──────── STORED DATA

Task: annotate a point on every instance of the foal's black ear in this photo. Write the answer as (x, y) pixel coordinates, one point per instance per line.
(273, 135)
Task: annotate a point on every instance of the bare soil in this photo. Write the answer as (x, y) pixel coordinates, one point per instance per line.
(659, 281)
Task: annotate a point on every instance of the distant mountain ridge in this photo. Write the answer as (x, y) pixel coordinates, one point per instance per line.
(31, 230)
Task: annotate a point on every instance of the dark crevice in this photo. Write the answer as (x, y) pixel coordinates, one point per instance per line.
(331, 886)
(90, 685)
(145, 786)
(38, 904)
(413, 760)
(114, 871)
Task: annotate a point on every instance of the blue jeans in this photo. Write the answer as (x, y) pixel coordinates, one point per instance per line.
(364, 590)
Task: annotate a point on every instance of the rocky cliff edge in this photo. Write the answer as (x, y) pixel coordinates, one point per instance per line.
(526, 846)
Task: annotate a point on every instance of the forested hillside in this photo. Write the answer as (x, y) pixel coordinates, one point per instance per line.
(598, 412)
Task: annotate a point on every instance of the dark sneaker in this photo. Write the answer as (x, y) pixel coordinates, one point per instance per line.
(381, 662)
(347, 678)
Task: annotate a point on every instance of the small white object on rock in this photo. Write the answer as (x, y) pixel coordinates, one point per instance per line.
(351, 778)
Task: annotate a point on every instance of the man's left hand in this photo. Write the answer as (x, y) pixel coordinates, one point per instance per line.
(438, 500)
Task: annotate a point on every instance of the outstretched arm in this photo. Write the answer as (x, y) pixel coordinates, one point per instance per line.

────────────────

__ABOUT THIS TASK__:
Give back the data above word for word.

__ANSWER BOX__:
Task: annotate a point on every instance of the foal's black ear in this photo. Write the answer as (x, y) pixel coordinates, one point per instance per line.
(273, 135)
Task: annotate a point on every instance of the bare soil in this photo. Write the answer as (x, y) pixel coordinates, one point per instance per line.
(659, 281)
Task: annotate a point on every instance of the distant mountain ridge in this photo. Write the answer as (x, y) pixel coordinates, one point per instance per line.
(31, 230)
Task: annotate a point on every instance of the dark crevice in this photo. Write the answer as (x, y) pixel coordinates, one point per instance per line.
(331, 886)
(90, 685)
(145, 786)
(38, 904)
(413, 760)
(114, 871)
Task: annotate a point on every instance of the blue jeans in this photo. Write the answer as (x, y) pixel coordinates, one point per instance per line.
(364, 590)
Task: annotate a point on every instance of the rocky cliff edge in this photo. Write the answer as (x, y) pixel coordinates, one point per instance per line.
(526, 846)
Task: annotate a point on every instance of the forested hillside in this photo. Write the answer as (x, y) pixel coordinates, one point per instance per line.
(598, 412)
Task: annotate a point on every instance of the dark sneaker in this photo. Write the answer as (x, y) pixel coordinates, one point per instance per line.
(381, 662)
(347, 678)
Task: annotate a point on every instance of the small white object on rock in this photo. Write the answer as (x, y) pixel coordinates, one point per instance per line.
(351, 778)
Task: annotate a point on every instance of the man's left hand in this photo. Write the answer as (x, y) pixel coordinates, one point per instance per line.
(438, 500)
Task: annotate a point on every instance of the outstretched arm in this photo. Write the answer as (x, y) pixel coordinates, one point per instance per line.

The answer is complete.